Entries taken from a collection
>>>

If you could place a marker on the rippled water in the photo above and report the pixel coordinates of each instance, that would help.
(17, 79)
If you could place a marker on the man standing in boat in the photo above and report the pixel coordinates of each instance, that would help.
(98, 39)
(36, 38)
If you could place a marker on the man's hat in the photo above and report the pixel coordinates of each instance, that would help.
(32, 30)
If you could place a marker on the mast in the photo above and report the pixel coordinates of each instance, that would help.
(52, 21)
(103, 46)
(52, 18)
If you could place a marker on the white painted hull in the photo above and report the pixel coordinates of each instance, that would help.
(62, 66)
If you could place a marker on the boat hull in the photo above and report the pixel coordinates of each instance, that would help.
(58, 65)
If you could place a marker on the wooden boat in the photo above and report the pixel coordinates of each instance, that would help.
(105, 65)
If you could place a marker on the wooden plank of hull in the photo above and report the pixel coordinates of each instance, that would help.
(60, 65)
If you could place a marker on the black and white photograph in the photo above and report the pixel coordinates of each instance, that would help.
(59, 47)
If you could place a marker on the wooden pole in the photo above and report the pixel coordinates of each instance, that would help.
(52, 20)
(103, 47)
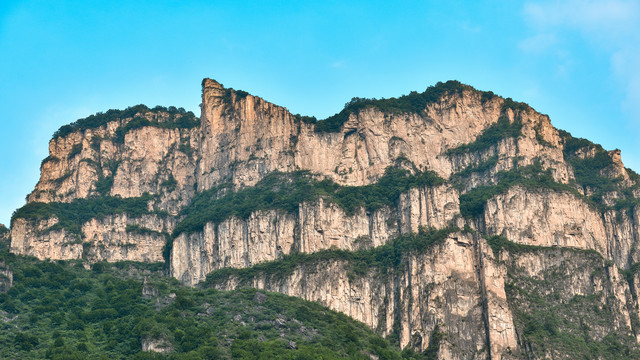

<<<

**STATED TASK:** Please pick out each line in the rows above that contains the word "boat", and copy those lines in full.

**CORRECT RESPONSE:**
If you could place a marker on the man standing in boat in the photo above and report the pixel coordinates of each instance, that would help.
If you could place a marker on the boat hull in the photo above and report the pixel coordinates of each instance, that would help.
If you could place a marker on the wooden boat in the photo above and report the pixel coordinates of each instance, that would help.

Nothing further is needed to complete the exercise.